## BEGIN Document segment
DARMSTADT presents ESSENTIAL REPERTOIRE at

ISSUE PROJECT ROOM, October 22-26, 2008

Darmstadt "Classics of the Avant Garde" music series is proud to announce its first-ever multi-performance curation at ISSUE Project Room from October 22 through the 26th. Entitled "Essential Repertoire," its six performances are an initial attempt to accumulate a unique and expanding collection of cherished experimental music: from the New York School through the Minimalists, European approaches, and a number of electronic practices, alongside music's connectivity to art, performance, and multimedia. Darmstadt's curators encourage vivid interpretations of their favorite avant-garde works from the city's liveliest composers and musicians. Our final day of programming focuses on new work by emerging artists.

 

Wednesday, October 22 at 8:00 pm
Ne(x)tworks ensemble performs music of the New York School

John Cage: Variations II (1962)

Earle Brown: selections from Folio (1953-54)

Morton Feldman: Extensions 1 (1951)

Christian Wolff: selections from Exercises (1973-)

Ne(x)tworks

Joan La Barbara - voice, Shelley Burgon - harp, Miguel Frasconi - glass/electronics, Ariana Kim - violin, Chris McIntyre - trombone/electronics, Cornelius Dufallo - director

Joined by special guests Anthony Coleman (keyboards) and Alex Waterman (cello)
## END Document segment
* [Set task]
In the concert announcement, who is listed as director of Ne(x)tworks?
## BEGIN Information provided
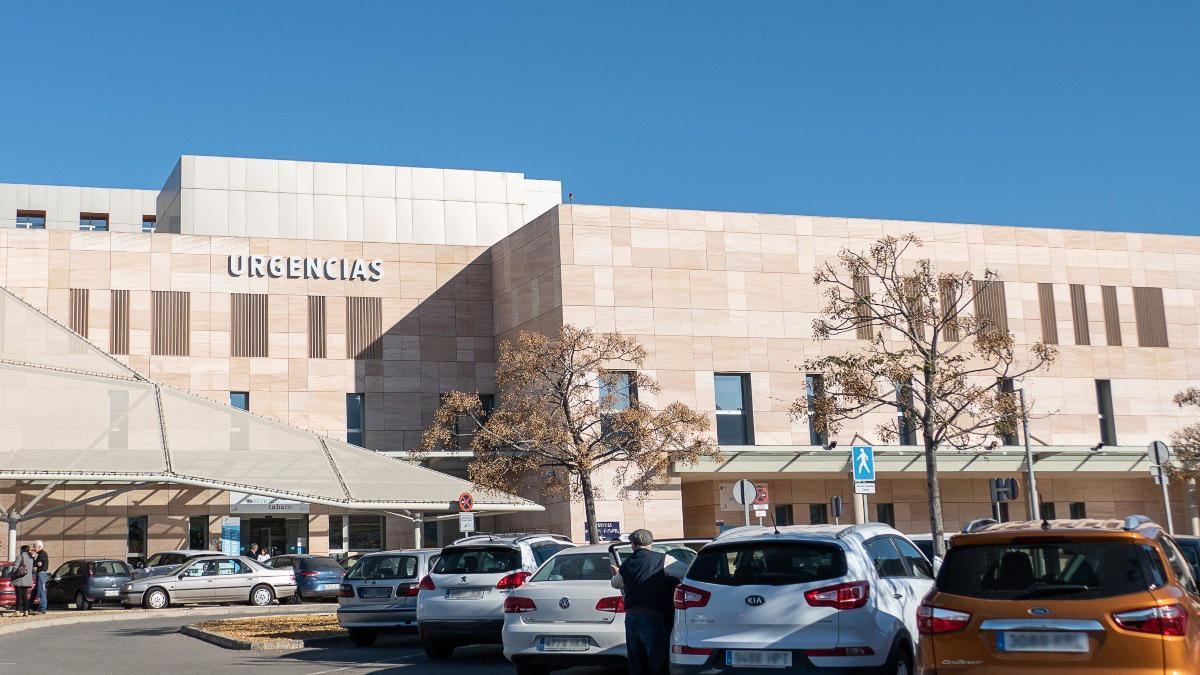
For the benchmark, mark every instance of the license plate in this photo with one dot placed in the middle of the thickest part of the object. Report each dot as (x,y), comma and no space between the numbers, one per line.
## END Information provided
* [Answer for this exercise]
Cornelius Dufallo